# START OF Provided information

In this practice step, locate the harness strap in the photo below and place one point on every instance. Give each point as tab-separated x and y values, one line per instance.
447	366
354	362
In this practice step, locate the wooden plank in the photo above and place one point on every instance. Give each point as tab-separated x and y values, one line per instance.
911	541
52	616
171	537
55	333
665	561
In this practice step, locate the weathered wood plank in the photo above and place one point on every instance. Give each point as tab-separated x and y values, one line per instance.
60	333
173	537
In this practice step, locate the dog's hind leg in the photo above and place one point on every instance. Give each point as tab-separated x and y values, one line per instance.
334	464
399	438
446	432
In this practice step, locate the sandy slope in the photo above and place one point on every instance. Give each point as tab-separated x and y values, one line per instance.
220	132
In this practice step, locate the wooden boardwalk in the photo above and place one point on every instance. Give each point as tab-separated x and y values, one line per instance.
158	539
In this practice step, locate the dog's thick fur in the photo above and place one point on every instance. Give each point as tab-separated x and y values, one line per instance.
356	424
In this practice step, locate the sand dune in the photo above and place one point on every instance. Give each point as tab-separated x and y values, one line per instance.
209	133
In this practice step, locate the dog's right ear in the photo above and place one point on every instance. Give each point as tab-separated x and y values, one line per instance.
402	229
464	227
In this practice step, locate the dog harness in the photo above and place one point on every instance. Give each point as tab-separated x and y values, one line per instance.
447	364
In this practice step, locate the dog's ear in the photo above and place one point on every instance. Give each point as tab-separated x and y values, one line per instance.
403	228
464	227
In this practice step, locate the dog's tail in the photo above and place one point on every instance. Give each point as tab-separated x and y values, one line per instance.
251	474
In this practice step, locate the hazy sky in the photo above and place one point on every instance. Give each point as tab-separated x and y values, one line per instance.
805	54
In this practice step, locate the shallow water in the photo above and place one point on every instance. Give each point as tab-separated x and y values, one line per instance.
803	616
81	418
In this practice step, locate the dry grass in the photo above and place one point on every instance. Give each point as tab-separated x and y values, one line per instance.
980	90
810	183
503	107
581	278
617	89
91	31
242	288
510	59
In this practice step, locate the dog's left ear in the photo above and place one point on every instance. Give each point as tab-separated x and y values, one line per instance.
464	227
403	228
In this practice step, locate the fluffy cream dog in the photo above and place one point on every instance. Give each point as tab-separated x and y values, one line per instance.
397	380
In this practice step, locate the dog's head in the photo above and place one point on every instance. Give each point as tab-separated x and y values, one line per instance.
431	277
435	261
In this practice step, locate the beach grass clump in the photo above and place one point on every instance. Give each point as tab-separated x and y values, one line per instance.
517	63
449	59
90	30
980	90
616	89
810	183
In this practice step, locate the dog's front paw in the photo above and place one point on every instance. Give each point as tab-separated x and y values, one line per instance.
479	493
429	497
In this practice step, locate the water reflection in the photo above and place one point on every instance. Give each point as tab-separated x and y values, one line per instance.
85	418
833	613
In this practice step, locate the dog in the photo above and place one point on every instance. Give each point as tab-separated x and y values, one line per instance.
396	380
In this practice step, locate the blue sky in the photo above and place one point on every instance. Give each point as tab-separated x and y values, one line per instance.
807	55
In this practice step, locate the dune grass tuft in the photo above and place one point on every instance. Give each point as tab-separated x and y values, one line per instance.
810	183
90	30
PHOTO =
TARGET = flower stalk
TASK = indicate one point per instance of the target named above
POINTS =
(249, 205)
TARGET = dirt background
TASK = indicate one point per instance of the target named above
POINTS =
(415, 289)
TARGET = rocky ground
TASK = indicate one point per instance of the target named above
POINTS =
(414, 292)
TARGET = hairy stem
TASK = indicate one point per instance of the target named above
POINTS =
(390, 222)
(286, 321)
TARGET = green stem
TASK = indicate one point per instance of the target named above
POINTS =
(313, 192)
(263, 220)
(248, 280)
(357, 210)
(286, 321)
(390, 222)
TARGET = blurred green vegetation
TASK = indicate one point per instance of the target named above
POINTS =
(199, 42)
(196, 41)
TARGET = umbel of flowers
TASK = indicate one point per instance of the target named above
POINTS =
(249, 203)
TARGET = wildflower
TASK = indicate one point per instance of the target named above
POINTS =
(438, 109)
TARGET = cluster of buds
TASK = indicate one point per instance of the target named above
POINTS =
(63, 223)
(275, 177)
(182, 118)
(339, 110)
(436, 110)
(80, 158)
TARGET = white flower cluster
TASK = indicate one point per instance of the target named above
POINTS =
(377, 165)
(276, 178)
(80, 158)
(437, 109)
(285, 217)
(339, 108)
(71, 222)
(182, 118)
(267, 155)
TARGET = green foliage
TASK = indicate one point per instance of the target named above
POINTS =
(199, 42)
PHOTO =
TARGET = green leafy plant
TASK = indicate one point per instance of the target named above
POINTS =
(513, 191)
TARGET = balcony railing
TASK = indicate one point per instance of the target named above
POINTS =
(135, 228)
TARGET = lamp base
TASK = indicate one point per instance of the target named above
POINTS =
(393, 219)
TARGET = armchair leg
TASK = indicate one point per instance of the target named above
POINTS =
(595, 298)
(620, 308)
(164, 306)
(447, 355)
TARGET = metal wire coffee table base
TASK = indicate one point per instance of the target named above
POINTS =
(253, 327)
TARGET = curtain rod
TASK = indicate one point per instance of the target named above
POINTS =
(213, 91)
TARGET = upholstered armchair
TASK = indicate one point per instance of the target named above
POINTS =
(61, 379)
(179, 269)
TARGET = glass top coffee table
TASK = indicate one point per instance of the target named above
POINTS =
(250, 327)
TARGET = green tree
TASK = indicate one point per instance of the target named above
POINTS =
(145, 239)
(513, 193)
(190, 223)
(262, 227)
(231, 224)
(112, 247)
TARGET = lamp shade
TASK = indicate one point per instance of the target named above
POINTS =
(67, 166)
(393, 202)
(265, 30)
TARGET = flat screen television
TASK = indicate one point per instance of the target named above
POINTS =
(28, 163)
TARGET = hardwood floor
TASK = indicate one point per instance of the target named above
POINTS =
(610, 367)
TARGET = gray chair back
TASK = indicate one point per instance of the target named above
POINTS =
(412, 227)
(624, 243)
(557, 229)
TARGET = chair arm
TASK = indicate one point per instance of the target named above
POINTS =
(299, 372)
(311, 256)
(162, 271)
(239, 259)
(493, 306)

# END OF Provided information

Reproduce the entries above in full by retyping them exactly.

In this practice step, locate the harness strap in the photo below and place one point on every instance. Give each point as tab-separated x and y values, one line per instance.
447	366
354	362
In this practice step, locate the wooden plank in the photo above and place one point on every instance. Give each point as tab-separated x and y values, one line per instance.
911	541
52	616
171	537
55	333
665	561
In this practice step, locate the weathered wood plank in the photo above and place one point on every instance. Give each point as tab-separated x and y values, one line per instance.
60	333
173	537
In this practice step, locate the dog's hind leg in the photo above and place one point on every instance. Give each point as tab-separated x and y values, one line per instance.
334	464
399	438
446	432
In this practice step, locate the sandy slope in the photo above and place one point on every instance. Give each point as tab-separated x and y values, one line per instance.
220	132
In this practice step, locate the wooden boardwalk in the photo above and place one point on every instance. Give each point as tab-separated x and y values, one line per instance.
158	539
In this practice step, locate the dog's thick fur in the photo above and place one point on every instance. Give each point as tab-separated x and y values, one line per instance.
356	424
In this practice step, locate the sand dune in the photo above and place one point on every instance. Give each point as tab-separated x and y values, one line per instance.
209	133
In this practice step, locate the dog's right ear in the photo above and place one point on every instance. Give each point as tab-separated x and y values, one line per instance.
402	229
464	227
In this practice step, locate the dog harness in the photo above and place one point on every instance. Give each point as tab-separated x and y values, one line per instance.
447	364
In this practice step, locate the dog's ear in the photo above and place one point on every instance. Give each point as tab-separated x and y values, one line per instance.
403	228
464	227
In this practice step, locate the dog's tail in the photo above and place one point on every instance. Give each point as tab-separated x and y values, one line per instance.
251	474
In this practice step, locate the hazy sky in the photo above and place one point on every instance. Give each point as tab-separated x and y values, one line per instance.
805	54
In this practice step, locate the shallow water in the photo above and place one point on every instance. Give each point as tab-separated x and y values, one line per instance.
803	616
81	418
In this practice step, locate the dry grass in the photo above and place one point on every instance. Give each point as tab-separated x and y values, one line per instance.
980	90
810	183
503	107
581	278
617	89
91	31
242	288
510	59
In this practice step, locate the dog's left ear in the photo above and place one point on every instance. Give each point as tab-separated x and y values, one line per instance.
464	227
403	228
In this practice step, locate the fluffy cream dog in the photo above and place one point on every instance. Give each point as tab-separated x and y values, one line per instance.
397	380
In this practice step, locate the dog's head in the photo above and place one point on every instance. Give each point as tab-separated x and y values, one line per instance.
431	277
435	261
In this practice step, locate the beach grass clump in the photo above and place one point on every instance. Give each point as tab-separated x and y values, one line per instance.
517	63
449	59
90	30
980	90
616	89
810	183
In this practice step, locate the dog's front paw in the photo above and place one point on every instance. Give each point as tab-separated x and y values, one line per instance.
479	493
429	497
In this practice step, locate the water reflection in the photo above and place one point on every instance. Give each point as tab-separated x and y values, one line per instance.
85	418
833	613
In this practice step, locate the dog in the photo above and place one point on every instance. Give each point as tab-separated x and y values, one line per instance.
396	380
In this practice step, locate the blue sky in the photo above and place one point on every instance. Give each point as tab-separated x and y values, one line per instance.
807	55
In this practice step, locate the dune grass tuft in the photo above and place one point on every instance. Give each point as tab-separated x and y values, one line per instance.
810	183
90	30
PHOTO =
TARGET = flower stalk
TASK = indicate one point per instance of the target named above
POINTS =
(249, 205)
TARGET = dirt background
TASK = indicate one point per instance of the target named above
POINTS =
(415, 289)
TARGET = rocky ground
TASK = indicate one point per instance of the target named above
POINTS =
(414, 292)
TARGET = hairy stem
TASK = indicate one point per instance of the target named above
POINTS =
(390, 222)
(286, 321)
TARGET = green stem
TASK = indicate one point per instance of the target named above
POINTS =
(313, 192)
(263, 220)
(248, 280)
(357, 210)
(286, 321)
(390, 222)
TARGET = blurred green vegetation
TASK = indicate one point per instance of the target named above
POINTS =
(199, 42)
(196, 41)
TARGET = umbel of flowers
TASK = indicate one point per instance of the target named above
POINTS =
(249, 203)
TARGET = wildflower
TASK = indicate one point per instance of the target named above
POINTS =
(438, 109)
TARGET = cluster of buds
TASK = indicate one point per instance of the target named above
POINTS =
(63, 223)
(275, 177)
(182, 118)
(339, 110)
(436, 110)
(80, 158)
TARGET = white flower cluster
TASK = indicate one point per instance of the target named above
POINTS =
(377, 165)
(276, 178)
(80, 158)
(437, 109)
(285, 217)
(339, 108)
(71, 222)
(182, 118)
(267, 155)
TARGET = green foliage
TASK = indicate one point per instance of the target named above
POINTS =
(199, 42)
PHOTO =
TARGET = green leafy plant
TASK = indicate one point per instance of the target named above
POINTS =
(513, 191)
TARGET = balcony railing
TASK = indicate one point per instance of the target named above
POINTS =
(135, 228)
TARGET = lamp base
TASK = indicate one point per instance of the target named above
POINTS =
(393, 219)
TARGET = armchair leg
TASK = indicate one point per instance of the target named above
POINTS =
(595, 298)
(620, 308)
(164, 306)
(447, 355)
TARGET = metal wire coffee table base
TASK = indicate one point per instance of the target named above
POINTS =
(253, 327)
TARGET = curtain rod
TASK = indicate one point per instance of the target named above
POINTS =
(213, 91)
TARGET = upholstered armchair
TASK = indicate one point per instance of the target named above
POINTS =
(61, 379)
(179, 269)
TARGET = glass top coffee table
TASK = indicate one point per instance of the target named above
POINTS =
(250, 327)
TARGET = green tree
TASK = indicate one point per instance of the target named above
POINTS =
(145, 239)
(513, 193)
(190, 223)
(262, 227)
(231, 224)
(112, 247)
TARGET = lamp shade
TASK = indicate one point per instance of the target named above
POINTS =
(67, 166)
(393, 202)
(265, 30)
TARGET = flat screen television
TASK = indicate one point per instance of the target named above
POINTS =
(28, 163)
TARGET = hardwood floor
TASK = indicate one point per instance of the target named above
POINTS =
(610, 367)
TARGET = gray chair back
TASK = indicate one point per instance of the target named above
POINTS =
(412, 227)
(624, 243)
(557, 229)
TARGET = chair arm
TASK = indicate one point per instance of the target named above
POINTS =
(299, 372)
(311, 256)
(162, 271)
(239, 259)
(493, 306)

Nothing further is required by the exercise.